- [PAGE TEXT]:
Was actually thinking of doing a thread on this but I think it conflates a few things:

1) availability bias
2) large lp returns vs building a big business
3) macro vs micro opportunity sets https://twitter.com/sweatystartup/status/1318901007934496768
The investors everyone is most familiar with are closer to asset gatherers, building large scalable businesses. These groups have no choice but to invest based on larger macro themes given the demand of capital they have to put out. Some of these themes are related to:
-demographic shifts in cities leading to rent growth/cap rate compression
-institutionalization of an asset class (see mobile home parks, medical office, self storage) of this recently
-major tailwinds (healthcare, industrial via ecommerce, data centers) etc

Building a great
platform at scale like the above gives solid broad based exposure to an asset class and certain information asymmetries (blackstone), cheaper capital, and economies of scale.

- [EXERCISE 1]:
In the investing thread, which three asset classes are named as examples of an asset class becoming institutionalized?
- [EXERCISE 2]:
Rewrite the stretch of the investing thread from "Building a great" through "economies of scale.", swapping "cheaper capital" for "lower-cost capital".
- [EXERCISE 3]:
Pick up the investing thread after its final sentence and keep it going.

- [SOURCE DATA]:
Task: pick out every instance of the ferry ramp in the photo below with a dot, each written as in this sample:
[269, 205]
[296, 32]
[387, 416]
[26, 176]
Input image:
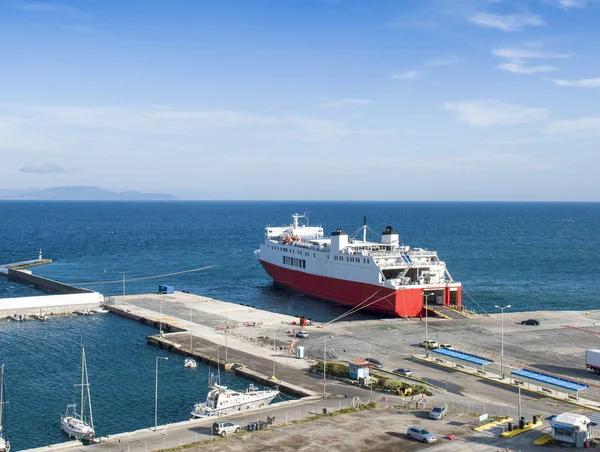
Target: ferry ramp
[446, 312]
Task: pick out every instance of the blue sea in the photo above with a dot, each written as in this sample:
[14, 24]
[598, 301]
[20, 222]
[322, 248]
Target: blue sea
[531, 255]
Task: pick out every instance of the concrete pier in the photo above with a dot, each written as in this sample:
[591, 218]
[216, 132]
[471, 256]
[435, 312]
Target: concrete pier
[262, 344]
[68, 298]
[23, 264]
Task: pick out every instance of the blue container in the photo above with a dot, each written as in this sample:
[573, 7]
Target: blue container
[163, 288]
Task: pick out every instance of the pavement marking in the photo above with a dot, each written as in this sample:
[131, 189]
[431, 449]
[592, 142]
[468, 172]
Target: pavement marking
[582, 329]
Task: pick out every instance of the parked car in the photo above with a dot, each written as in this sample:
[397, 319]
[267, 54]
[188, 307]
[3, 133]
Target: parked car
[429, 344]
[374, 361]
[406, 372]
[223, 428]
[420, 434]
[438, 412]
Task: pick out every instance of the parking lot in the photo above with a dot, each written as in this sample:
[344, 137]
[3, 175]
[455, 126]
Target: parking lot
[379, 430]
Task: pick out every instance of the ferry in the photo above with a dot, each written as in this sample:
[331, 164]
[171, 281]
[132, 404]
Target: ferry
[385, 276]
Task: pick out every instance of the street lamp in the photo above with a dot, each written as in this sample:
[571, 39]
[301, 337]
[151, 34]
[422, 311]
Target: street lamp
[124, 273]
[156, 392]
[325, 367]
[160, 321]
[502, 339]
[426, 295]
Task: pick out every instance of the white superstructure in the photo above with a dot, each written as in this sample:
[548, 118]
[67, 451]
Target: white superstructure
[221, 400]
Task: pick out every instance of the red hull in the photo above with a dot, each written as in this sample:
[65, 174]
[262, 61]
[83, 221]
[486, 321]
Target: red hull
[402, 302]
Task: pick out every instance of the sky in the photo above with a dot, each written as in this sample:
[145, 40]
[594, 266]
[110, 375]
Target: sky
[466, 100]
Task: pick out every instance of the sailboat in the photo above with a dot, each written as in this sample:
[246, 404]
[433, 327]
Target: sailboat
[4, 444]
[76, 424]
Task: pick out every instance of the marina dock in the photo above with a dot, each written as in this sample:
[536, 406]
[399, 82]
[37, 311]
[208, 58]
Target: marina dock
[262, 345]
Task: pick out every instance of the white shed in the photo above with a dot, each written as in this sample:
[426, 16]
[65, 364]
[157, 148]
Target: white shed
[572, 428]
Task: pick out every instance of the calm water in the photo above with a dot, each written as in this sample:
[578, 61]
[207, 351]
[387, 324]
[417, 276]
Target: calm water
[530, 255]
[43, 362]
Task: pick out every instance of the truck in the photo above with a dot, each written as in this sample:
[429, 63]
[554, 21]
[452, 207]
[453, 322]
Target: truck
[592, 360]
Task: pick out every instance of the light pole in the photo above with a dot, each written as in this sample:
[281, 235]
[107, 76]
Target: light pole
[426, 295]
[502, 339]
[325, 367]
[156, 392]
[160, 321]
[124, 273]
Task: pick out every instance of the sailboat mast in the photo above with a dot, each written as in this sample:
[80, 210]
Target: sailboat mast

- [EXERCISE RESPONSE 1]:
Mobile home parks, medical office, and self storage.

- [EXERCISE RESPONSE 2]:
Building a great
platform at scale like the above gives solid broad based exposure to an asset class and certain information asymmetries (blackstone), lower-cost capital, and economies of scale.

- [EXERCISE RESPONSE 3]:
Contrast that with a lot of the sponsor/developer groups you've never heard of are largely posting
stronger overall returns. This is the classic "less money more opportunity" narrative all the best investors have talked about since early Buffet. They are taking micro bets & a smaller scale that the earlier group mentioned can't take and a lot of times they're buying cheap.
I've found a lot of people mix these two and neither is right nor wrong, they are just different businesses.